(Records from a point labeling set)
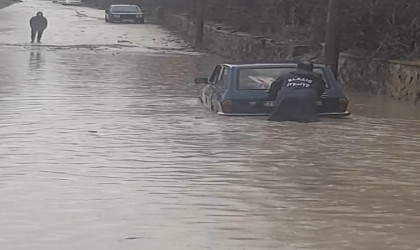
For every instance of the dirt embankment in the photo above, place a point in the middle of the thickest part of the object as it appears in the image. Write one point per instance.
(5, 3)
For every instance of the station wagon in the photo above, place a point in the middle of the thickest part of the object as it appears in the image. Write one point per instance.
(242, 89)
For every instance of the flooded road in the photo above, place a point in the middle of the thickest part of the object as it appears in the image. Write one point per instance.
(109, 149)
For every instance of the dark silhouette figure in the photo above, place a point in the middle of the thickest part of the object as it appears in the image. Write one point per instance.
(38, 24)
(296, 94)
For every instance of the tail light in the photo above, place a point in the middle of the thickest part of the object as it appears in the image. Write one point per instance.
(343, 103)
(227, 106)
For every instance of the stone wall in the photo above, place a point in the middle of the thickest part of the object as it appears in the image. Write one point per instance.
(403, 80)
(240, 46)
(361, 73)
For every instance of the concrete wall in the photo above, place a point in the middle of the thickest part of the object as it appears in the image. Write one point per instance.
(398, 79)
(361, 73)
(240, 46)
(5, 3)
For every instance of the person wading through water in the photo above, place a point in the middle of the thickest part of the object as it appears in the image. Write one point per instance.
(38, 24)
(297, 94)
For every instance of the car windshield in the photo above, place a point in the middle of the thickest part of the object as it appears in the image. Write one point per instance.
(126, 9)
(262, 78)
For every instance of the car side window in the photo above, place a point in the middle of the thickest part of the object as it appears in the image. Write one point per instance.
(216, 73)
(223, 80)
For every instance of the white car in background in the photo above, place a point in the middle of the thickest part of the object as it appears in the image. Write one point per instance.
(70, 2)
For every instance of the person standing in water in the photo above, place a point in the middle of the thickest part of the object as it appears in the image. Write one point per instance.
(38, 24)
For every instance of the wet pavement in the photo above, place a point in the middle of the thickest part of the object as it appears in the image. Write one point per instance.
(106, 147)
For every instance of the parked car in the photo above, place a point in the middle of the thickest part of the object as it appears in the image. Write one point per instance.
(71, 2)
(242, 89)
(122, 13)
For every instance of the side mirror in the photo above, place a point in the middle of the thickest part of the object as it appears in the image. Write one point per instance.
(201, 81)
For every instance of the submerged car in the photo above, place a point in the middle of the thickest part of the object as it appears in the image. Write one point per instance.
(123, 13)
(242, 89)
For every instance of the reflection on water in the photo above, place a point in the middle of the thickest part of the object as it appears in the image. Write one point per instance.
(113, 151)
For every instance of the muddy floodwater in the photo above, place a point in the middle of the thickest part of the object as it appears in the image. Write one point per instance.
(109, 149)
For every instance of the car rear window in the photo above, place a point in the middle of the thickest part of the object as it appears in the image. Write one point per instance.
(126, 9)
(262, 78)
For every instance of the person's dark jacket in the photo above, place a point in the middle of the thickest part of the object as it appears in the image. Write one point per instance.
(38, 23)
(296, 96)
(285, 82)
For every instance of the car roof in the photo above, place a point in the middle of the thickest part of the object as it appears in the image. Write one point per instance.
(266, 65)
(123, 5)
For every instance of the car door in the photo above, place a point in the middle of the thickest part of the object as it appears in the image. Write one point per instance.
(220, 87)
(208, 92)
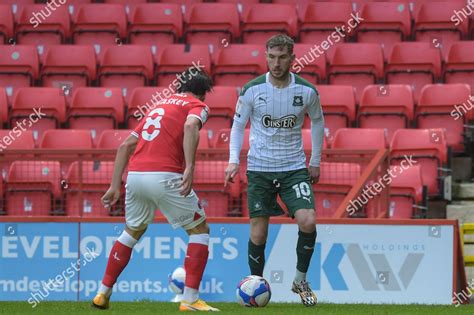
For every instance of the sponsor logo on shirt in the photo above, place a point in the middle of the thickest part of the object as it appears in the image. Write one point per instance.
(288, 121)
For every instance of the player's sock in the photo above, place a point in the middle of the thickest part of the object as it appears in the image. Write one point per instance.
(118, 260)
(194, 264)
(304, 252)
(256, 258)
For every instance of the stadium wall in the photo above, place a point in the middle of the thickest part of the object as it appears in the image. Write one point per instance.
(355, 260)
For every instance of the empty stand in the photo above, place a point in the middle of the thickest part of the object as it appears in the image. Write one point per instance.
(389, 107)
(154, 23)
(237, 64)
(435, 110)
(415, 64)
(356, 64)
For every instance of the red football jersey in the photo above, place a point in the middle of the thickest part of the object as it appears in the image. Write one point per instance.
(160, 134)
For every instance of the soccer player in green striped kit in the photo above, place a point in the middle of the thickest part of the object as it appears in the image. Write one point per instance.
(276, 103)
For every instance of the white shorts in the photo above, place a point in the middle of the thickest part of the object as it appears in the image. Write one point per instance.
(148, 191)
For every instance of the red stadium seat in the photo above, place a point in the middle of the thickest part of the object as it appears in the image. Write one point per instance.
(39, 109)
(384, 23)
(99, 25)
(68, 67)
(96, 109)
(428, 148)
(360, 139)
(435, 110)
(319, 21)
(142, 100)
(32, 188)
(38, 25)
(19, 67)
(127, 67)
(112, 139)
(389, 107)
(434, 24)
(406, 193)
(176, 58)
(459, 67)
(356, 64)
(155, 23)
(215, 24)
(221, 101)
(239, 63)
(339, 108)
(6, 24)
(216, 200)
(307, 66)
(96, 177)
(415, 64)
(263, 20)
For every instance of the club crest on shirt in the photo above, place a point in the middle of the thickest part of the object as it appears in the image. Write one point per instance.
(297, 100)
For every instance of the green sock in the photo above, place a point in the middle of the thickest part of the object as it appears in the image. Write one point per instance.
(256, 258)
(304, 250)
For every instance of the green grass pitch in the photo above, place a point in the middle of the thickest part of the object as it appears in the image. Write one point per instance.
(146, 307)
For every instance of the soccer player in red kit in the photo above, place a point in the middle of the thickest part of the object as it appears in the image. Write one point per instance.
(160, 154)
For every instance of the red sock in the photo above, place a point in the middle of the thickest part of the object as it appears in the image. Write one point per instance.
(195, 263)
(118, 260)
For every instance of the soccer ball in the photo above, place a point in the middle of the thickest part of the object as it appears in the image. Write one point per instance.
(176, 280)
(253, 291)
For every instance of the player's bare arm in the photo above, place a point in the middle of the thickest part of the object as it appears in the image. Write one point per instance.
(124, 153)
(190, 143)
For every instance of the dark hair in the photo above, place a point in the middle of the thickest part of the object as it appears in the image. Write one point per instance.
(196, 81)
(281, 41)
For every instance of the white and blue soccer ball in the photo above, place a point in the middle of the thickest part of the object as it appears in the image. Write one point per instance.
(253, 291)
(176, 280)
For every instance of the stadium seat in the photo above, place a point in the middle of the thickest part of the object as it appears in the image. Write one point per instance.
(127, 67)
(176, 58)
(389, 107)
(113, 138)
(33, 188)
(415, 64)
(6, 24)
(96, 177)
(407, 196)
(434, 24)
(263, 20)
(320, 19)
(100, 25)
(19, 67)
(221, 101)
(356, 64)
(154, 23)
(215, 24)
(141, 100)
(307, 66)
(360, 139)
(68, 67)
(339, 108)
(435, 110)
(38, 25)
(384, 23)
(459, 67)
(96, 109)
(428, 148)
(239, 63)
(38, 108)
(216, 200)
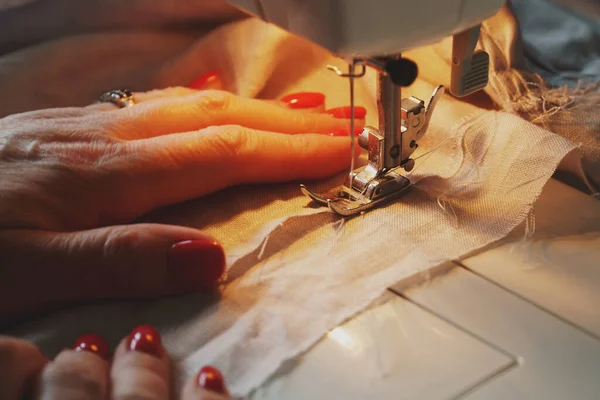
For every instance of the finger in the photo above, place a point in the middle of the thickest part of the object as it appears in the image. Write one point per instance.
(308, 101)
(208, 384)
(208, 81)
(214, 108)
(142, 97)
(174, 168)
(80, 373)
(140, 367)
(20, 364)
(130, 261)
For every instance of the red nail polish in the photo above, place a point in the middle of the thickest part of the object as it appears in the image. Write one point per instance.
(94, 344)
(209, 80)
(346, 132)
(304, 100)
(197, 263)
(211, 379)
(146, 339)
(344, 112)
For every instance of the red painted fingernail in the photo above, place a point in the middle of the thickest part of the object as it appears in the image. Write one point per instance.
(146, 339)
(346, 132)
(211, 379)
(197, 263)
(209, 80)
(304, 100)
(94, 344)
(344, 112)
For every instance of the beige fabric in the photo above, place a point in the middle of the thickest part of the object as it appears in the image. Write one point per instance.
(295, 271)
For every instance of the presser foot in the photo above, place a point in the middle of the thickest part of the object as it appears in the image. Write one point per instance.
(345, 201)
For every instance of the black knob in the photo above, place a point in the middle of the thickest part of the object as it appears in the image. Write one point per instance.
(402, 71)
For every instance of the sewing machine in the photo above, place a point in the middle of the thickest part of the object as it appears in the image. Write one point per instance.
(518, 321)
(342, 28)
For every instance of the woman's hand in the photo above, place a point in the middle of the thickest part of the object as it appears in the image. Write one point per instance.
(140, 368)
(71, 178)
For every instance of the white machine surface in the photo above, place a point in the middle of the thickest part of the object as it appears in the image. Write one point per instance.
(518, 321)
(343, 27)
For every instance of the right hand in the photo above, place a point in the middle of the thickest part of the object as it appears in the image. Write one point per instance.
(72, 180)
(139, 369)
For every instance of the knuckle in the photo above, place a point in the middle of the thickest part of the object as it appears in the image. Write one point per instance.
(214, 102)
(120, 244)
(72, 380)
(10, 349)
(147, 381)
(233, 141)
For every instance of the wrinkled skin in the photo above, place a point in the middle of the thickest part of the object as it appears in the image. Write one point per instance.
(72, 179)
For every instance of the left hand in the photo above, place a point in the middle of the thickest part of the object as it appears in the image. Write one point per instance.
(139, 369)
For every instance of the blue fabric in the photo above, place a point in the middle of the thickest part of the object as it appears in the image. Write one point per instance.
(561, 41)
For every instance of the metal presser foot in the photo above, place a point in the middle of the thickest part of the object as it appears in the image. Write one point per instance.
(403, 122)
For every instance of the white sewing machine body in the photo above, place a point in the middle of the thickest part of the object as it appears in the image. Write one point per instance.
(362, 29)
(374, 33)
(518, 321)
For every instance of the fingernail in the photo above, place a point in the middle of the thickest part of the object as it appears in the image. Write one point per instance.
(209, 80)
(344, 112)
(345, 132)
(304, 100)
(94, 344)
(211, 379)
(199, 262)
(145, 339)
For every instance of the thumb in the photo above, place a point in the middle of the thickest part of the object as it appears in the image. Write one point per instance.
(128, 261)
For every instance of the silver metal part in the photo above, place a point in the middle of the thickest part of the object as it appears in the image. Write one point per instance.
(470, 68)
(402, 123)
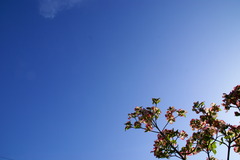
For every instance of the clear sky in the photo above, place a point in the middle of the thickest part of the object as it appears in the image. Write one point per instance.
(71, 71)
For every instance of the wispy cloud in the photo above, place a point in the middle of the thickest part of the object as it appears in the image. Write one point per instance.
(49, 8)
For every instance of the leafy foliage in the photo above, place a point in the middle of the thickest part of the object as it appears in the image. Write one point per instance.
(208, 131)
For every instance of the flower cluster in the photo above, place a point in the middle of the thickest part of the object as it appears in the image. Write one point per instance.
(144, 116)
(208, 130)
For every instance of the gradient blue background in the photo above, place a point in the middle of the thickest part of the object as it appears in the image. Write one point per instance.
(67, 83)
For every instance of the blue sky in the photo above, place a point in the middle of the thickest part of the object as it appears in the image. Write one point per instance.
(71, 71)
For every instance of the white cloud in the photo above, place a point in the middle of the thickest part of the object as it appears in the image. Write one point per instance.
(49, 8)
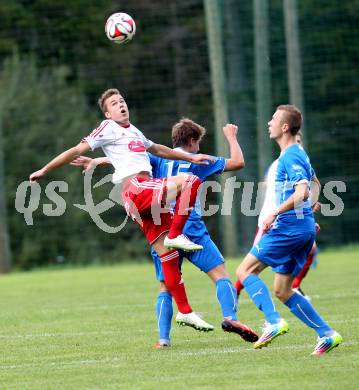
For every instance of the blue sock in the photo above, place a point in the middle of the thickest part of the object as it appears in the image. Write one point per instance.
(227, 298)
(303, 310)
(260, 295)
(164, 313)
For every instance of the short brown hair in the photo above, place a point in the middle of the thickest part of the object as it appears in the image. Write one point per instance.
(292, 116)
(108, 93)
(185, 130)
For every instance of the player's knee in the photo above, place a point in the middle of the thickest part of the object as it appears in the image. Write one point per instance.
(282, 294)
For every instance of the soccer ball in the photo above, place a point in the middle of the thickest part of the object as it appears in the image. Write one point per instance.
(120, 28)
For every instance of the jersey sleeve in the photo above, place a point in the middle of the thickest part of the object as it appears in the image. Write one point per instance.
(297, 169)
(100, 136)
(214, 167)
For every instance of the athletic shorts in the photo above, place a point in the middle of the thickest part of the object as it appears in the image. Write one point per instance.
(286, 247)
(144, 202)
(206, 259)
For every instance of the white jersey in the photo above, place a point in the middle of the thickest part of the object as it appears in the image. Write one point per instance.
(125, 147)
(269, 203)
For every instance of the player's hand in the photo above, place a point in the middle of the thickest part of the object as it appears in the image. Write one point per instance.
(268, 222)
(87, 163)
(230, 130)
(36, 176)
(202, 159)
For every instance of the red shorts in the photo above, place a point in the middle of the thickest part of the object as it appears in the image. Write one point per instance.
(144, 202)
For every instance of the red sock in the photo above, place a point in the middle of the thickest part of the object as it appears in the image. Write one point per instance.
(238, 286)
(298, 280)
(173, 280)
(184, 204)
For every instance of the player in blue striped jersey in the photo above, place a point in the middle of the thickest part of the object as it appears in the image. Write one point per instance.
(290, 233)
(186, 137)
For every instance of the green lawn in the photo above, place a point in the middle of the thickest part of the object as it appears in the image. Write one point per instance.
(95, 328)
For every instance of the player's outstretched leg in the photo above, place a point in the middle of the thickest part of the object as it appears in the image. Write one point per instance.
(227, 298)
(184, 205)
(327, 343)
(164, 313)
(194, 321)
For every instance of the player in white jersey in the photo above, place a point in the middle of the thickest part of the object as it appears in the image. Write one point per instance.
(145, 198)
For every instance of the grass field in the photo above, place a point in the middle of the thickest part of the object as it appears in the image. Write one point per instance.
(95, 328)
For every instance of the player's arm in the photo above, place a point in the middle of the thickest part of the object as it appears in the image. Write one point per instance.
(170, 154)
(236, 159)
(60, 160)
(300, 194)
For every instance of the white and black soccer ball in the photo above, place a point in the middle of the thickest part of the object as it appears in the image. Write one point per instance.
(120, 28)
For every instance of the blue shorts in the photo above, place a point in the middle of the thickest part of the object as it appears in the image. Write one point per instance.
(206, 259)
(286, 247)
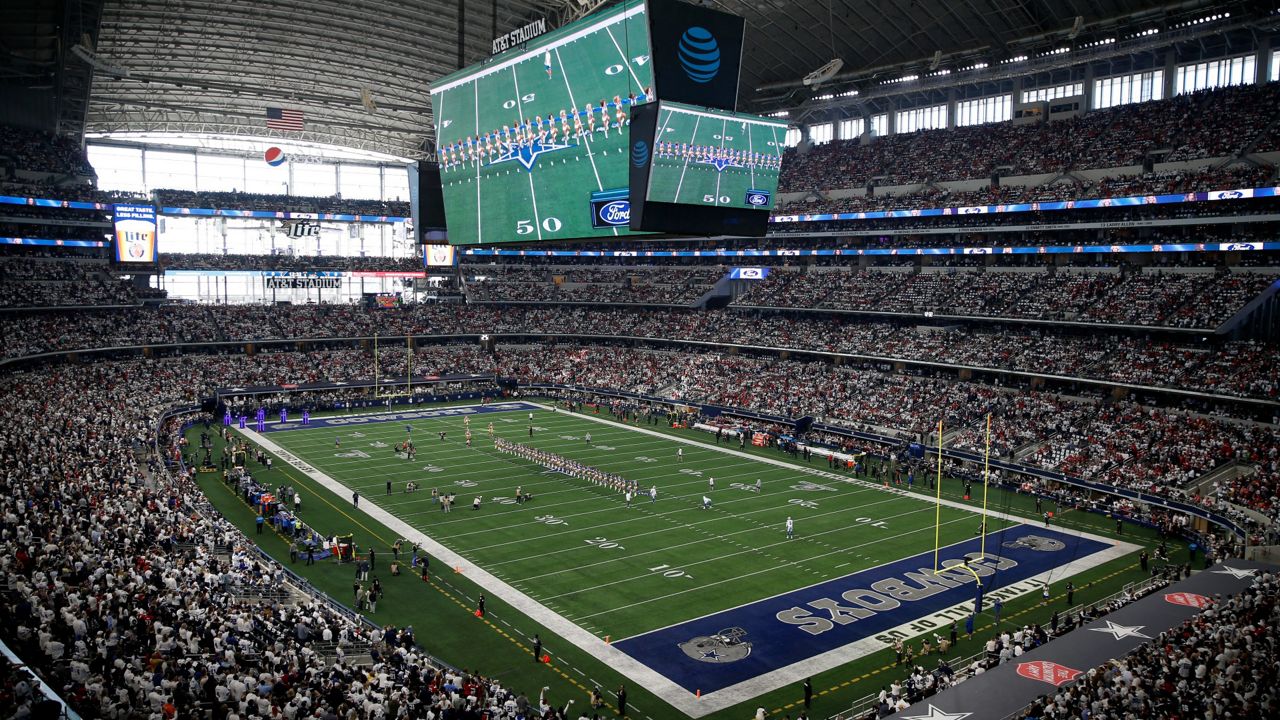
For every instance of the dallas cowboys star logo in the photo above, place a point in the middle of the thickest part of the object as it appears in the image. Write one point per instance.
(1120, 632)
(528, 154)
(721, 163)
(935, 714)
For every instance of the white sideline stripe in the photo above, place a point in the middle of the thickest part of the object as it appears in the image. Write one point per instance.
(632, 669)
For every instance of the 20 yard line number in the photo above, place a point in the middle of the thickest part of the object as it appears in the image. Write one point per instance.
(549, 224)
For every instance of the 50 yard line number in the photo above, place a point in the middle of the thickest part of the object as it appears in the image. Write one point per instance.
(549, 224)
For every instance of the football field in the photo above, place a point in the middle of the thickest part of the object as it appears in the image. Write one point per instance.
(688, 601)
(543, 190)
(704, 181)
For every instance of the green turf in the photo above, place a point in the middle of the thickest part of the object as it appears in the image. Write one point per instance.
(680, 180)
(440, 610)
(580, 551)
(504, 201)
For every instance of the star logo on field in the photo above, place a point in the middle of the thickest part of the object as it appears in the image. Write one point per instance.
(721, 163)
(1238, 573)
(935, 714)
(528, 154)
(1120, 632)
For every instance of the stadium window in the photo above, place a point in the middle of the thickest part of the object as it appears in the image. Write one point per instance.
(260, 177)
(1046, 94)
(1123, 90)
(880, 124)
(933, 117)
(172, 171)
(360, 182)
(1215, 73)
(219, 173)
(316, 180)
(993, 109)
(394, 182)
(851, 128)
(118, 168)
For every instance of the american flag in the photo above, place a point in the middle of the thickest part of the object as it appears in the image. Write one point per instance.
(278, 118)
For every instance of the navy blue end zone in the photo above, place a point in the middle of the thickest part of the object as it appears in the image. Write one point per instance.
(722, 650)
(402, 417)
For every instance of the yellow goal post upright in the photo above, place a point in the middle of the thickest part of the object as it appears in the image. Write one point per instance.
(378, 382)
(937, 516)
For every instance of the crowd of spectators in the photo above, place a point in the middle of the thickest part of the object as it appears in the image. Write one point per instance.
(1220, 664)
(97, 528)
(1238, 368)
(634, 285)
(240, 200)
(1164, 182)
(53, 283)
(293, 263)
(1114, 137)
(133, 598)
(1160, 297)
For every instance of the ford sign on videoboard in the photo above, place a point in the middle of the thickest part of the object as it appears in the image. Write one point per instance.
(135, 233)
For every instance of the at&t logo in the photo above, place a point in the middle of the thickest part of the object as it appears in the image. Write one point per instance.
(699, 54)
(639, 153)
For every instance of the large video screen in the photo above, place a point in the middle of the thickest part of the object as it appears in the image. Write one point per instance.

▶ _Work to complete_
Only the lines from the one containing "For every instance of the navy" through the end of the material should be reproduced, exactly, with both ends included.

▶ _Full answer_
For every instance of the navy blue end zone in the photo above, place a point in the middle of the thickest part of the object as it appears in the image. Write one point per instance.
(722, 650)
(402, 417)
For every instance of the yellow goal post upright in the photo above, place a point in the middle of the thickest part of the object as it appears in the image. Write one point per instance.
(378, 382)
(937, 516)
For every instance of the crowd of spectators in the photo above, place a point in the middle of the thickest part of the object as it appears in the image. Write one point per instance.
(1220, 664)
(97, 528)
(1238, 368)
(634, 285)
(240, 200)
(1164, 182)
(53, 283)
(293, 263)
(1114, 137)
(133, 598)
(1160, 297)
For every instance of the ford sign on videoboard in the photo above, place a point in the middle of the thickest part of the object as it appears in the image. Write one point per instance.
(135, 233)
For every instance of the at&t logo in the photo above, place a point in the middle of the thickest part of the object as it appears in the image. Write one point per instance.
(699, 54)
(639, 153)
For every instance of the large video screen in the photo above, place a point in the middle of the thickest part of the object as it appears in the image. Write one point per instance.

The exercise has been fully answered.